- Objective: Which lines in the data below contain the string "post"? Copy each of them in full, matching case exactly.

- Extracted entries:
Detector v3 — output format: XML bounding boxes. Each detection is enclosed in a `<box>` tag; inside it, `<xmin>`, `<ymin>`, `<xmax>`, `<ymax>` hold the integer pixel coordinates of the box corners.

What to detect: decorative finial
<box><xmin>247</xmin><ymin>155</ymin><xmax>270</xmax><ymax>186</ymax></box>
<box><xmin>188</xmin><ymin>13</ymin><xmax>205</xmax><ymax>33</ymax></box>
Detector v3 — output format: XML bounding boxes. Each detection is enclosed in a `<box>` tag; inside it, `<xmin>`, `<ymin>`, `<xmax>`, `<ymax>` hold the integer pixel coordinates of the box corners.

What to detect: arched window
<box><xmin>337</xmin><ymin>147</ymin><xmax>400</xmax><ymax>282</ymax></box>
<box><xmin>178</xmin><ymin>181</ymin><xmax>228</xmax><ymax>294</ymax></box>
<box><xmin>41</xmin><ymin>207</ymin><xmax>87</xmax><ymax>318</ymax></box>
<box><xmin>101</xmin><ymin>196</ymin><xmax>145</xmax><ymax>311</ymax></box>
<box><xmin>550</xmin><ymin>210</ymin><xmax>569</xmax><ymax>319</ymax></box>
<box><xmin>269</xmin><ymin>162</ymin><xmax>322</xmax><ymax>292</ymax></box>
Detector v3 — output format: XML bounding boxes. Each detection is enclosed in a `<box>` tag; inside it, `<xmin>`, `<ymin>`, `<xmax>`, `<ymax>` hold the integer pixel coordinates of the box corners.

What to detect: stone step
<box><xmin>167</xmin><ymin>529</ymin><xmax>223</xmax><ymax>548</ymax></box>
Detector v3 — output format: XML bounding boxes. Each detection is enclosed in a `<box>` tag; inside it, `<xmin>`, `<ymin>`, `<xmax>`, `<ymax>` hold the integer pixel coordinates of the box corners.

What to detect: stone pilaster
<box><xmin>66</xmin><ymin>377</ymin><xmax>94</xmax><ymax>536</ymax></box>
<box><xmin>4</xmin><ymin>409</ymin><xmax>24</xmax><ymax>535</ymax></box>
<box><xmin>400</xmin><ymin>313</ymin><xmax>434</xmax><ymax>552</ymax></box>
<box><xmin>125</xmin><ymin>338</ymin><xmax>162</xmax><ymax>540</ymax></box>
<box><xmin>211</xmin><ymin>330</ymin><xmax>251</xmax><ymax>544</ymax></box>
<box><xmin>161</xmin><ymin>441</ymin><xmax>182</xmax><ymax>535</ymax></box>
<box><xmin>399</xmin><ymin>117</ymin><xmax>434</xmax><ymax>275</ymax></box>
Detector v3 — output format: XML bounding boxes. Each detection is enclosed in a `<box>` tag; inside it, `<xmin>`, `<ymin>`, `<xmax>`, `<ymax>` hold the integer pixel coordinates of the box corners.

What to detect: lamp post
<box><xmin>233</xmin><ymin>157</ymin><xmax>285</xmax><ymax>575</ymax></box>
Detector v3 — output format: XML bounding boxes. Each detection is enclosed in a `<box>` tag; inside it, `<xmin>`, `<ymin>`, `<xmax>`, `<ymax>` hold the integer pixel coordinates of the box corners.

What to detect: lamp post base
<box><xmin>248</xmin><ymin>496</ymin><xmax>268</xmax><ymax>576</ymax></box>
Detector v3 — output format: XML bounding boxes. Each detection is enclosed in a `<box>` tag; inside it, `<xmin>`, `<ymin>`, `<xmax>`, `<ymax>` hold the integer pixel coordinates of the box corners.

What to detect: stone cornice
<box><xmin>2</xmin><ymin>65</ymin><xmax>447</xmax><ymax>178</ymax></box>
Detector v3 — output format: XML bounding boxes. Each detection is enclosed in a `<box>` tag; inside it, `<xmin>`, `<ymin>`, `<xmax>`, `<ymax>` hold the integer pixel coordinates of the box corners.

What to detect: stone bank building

- Written solution:
What to detect: lamp post
What to detect: lamp post base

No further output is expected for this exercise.